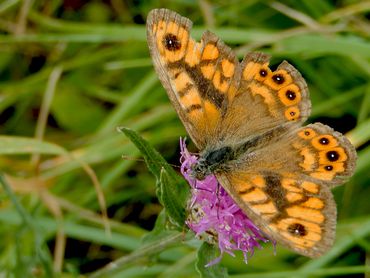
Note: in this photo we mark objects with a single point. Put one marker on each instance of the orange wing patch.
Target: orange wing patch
(284, 91)
(324, 154)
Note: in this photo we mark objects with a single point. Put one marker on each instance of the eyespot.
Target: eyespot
(289, 95)
(324, 141)
(263, 72)
(278, 78)
(332, 156)
(292, 113)
(171, 42)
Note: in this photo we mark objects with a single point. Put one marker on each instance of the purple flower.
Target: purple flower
(215, 217)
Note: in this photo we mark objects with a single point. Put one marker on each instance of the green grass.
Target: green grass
(70, 74)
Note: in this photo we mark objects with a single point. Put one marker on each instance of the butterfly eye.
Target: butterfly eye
(297, 229)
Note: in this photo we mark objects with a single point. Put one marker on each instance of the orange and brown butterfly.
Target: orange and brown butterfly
(247, 121)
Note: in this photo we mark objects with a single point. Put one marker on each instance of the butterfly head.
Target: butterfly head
(211, 161)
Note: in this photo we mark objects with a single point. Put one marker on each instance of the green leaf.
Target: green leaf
(13, 145)
(172, 191)
(206, 254)
(159, 231)
(65, 104)
(174, 200)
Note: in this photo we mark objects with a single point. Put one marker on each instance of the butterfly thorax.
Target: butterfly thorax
(212, 161)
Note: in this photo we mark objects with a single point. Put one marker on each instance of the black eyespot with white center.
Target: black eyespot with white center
(324, 141)
(263, 72)
(328, 168)
(171, 42)
(332, 156)
(290, 95)
(278, 79)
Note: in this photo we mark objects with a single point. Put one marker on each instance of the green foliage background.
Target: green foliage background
(72, 71)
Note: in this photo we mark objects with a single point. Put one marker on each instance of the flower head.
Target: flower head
(215, 217)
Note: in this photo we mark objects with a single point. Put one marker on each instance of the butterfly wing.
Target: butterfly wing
(287, 191)
(200, 78)
(265, 100)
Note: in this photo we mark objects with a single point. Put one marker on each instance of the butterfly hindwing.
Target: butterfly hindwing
(285, 186)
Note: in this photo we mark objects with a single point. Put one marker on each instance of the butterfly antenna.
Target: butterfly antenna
(126, 157)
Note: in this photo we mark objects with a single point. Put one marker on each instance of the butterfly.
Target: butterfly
(247, 121)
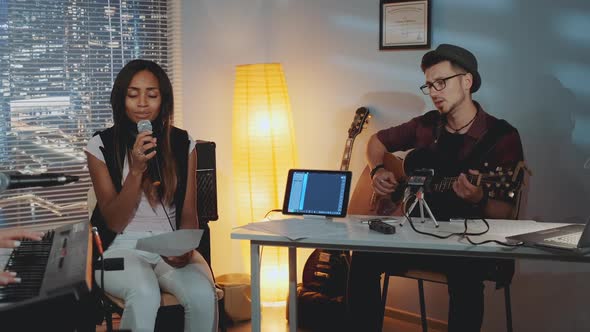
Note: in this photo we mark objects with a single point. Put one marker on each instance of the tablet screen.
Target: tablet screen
(317, 192)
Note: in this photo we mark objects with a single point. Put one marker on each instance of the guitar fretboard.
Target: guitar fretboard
(345, 163)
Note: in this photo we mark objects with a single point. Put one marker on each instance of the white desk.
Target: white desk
(358, 236)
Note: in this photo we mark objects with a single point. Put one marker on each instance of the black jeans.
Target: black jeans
(465, 285)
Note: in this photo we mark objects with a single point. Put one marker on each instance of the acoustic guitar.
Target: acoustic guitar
(503, 183)
(325, 271)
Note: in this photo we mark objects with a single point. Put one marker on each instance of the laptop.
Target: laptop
(574, 238)
(317, 193)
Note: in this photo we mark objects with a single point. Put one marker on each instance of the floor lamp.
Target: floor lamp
(264, 150)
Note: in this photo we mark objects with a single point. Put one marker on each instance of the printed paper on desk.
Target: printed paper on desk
(172, 243)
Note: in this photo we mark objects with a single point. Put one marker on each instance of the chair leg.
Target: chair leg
(508, 308)
(422, 306)
(384, 296)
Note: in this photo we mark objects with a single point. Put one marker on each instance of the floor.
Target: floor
######
**What the task asks**
Reproduce every line of the data above, exactly as it stands, but not the pictures.

**Solution for this problem**
Note: in this photo we mark objects with a single point. Put one marker on each instance of the orange wing patch.
Target: orange wing patch
(284, 91)
(324, 154)
Note: in this photo we mark objects with a single point. Put one marker on each instance of the eyespot.
Target: eyespot
(289, 95)
(324, 141)
(263, 72)
(278, 78)
(332, 156)
(292, 113)
(171, 42)
Note: in this photo we mark objects with a single point. Put one marker on each instance of the purple flower.
Target: purple flower
(215, 217)
Note: in this photo we mark objects with a single point. Put one marker on each instance of the green grass.
Target: green grass
(70, 74)
Note: in this photo we mark objects with a single point. Put one marker on each instance of the butterfly eye.
Target: butterfly eye
(297, 229)
Note: in this photo we mark objects with a single point. Put one marker on each instance of the orange and brown butterfly.
Target: orange and brown butterfly
(247, 121)
Note: in this photo we mark objects with a single point. Put one marker on each instance of the butterfly head.
Target: butterfly head
(211, 161)
Note: in this photo we mark objects with a single point. Put one marker on each instance of the green leaf.
Target: green leaf
(13, 145)
(172, 191)
(206, 254)
(159, 231)
(65, 104)
(174, 200)
Note: in this photo we mark objects with a single point. Put one marker on each instance of the butterfly thorax.
Target: butterfly thorax
(212, 161)
Note: in this photo we mark objects with a single point. Put one marker on each instance of the black eyespot with white center.
Target: black eyespot with white center
(324, 141)
(263, 72)
(328, 168)
(171, 42)
(332, 156)
(290, 95)
(278, 79)
Note: in this photo we mark objects with a single point. Put one marker on each instance of the green foliage background.
Target: green foliage background
(72, 71)
Note: in this photo we mark objects with a single point. Put one marker on each instance of the flower head.
Target: flower head
(215, 217)
Note: in this photo we mark objects with a single point. Put one marker on each instance of the butterfly wing.
Target: butterfly wing
(287, 191)
(200, 78)
(265, 100)
Note: in this photo we mark objects with a single point. Put one marker on each instance of the butterfly hindwing.
Target: butterfly hindwing
(285, 186)
Note: in this photo we mark objects with a single point. Put one marker on each instance of the butterfly antenna.
Target: butterfly antenna
(126, 157)
Note: in this photo we mark objects with a single point. Put one marker on each instance of the butterfly.
Target: butterfly
(247, 121)
Note: in this photo we mark objects with a single point. Put one marker on each instance of the tablet screen.
Target: tablet screen
(317, 192)
Note: in this photo we mark objects with a single point. Put one marker on each instance of the guitar fretboard.
Target: guitar fretboard
(345, 163)
Note: in this photo we mark objects with a single point. Put one marker on each instance of the white desk.
Target: white desk
(358, 236)
Note: in this photo we mark objects with a single point. Put one marker on each instance of the black jeans.
Target: black jeans
(465, 285)
Note: in this photo we mark objects with a single point. Put one marker on each instance of the acoustic guitar.
Target: acoustic guitar
(503, 183)
(325, 271)
Note: in this photo we mark objects with a single point. Put one marker on each instance of the laptop.
Target: laptop
(574, 238)
(317, 193)
Note: in this photo we mark objects with a single point. Put one marker on each instance of the floor lamp.
Target: floor lamp
(264, 150)
Note: in this photo we mark objects with a single point. Put one marker on each instance of the printed paper on desk.
Target: printed paper on desk
(172, 243)
Note: in this photo we mark objects with a single point. Put one marker on each instance of the chair leg.
Target: chair leg
(508, 308)
(422, 306)
(384, 296)
Note: in this photo we mark objects with a single point. Put one marker on each instance of the floor.
Target: floor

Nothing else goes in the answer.